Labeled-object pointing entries
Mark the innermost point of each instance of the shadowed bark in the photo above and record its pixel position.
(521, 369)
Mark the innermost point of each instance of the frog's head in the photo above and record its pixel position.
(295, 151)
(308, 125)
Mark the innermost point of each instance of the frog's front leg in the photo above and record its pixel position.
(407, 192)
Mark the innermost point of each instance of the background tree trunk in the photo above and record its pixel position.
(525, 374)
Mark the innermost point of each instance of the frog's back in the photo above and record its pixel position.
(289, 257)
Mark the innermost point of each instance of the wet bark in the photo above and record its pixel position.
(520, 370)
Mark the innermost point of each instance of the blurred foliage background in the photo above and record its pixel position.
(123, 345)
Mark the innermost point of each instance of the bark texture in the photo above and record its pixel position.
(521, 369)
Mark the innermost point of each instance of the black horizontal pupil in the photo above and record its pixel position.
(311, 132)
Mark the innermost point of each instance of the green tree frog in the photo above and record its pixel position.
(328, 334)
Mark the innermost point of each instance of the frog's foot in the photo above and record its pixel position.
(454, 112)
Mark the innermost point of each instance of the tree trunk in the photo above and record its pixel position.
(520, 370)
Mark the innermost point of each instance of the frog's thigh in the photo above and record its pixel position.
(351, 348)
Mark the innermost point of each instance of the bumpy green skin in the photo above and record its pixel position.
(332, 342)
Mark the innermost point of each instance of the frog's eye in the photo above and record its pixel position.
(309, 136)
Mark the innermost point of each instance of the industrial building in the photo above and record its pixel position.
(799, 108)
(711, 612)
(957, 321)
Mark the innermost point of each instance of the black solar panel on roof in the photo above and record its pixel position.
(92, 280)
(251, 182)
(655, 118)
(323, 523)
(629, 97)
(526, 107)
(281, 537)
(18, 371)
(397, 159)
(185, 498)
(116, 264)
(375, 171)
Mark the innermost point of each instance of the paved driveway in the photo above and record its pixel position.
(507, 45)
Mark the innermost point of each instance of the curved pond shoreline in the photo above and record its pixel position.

- _Written instruction_: Rewrite the material above, swapping each "innermost point" for "central point" and leaving everything else unchanged.

- _Exercise output_:
Mark the central point of each instance of the shadowed bark in the photo above and record its pixel position.
(521, 369)
Mark the central point of each instance of the frog's head in the photo above and record its pixel position.
(295, 151)
(308, 125)
Mark the central point of each instance of the frog's front leg in the photo above and record its pixel position.
(407, 192)
Mark the central point of each instance of the background tree trunk in the photo above and record its pixel position.
(525, 374)
Mark the central point of each instance of the frog's back in the photo above and record its pixel position.
(289, 257)
Mark the central point of each instance of the wet bark in the photo above and record its pixel position.
(520, 370)
Mark the central point of each instance of the blurred foliage background in the photo above and record its pixel position.
(123, 345)
Mark the central point of each instance of the bark texture in the photo above and record its pixel position.
(521, 369)
Mark the central point of each instance of the black horizontal pupil in the photo above and record its pixel position.
(311, 132)
Mark the central point of each instance of the green tree frog in the photo above and record its pixel position.
(328, 334)
Mark the central point of each instance of the frog's foot in the photo above and record its pixel position.
(454, 112)
Mark the central point of each instance of the tree trunk in the photo above and record its pixel position.
(520, 370)
Mark the central point of each instance of the frog's thigh in the photo above and record its pixel position.
(351, 348)
Mark the central point of each instance of the bumpy green skin in the photo above and record its pixel position.
(332, 342)
Mark the central point of each instance of the frog's eye in the photo above and record its pixel position.
(309, 136)
Mark the central point of each instance of the industrial building in the photo above and record its pixel position.
(799, 108)
(711, 612)
(957, 321)
Mark the central point of each instance of the black solar panel on roof in the photo above and record its pixel position.
(92, 280)
(251, 182)
(655, 118)
(323, 523)
(629, 97)
(526, 107)
(281, 537)
(18, 371)
(397, 159)
(185, 498)
(116, 264)
(375, 171)
Mark the central point of each instance of the paved driveway in the photo above and record its pixel position.
(507, 45)
Mark the central point of each instance of the curved pond shoreline in the photo above and record its pixel position.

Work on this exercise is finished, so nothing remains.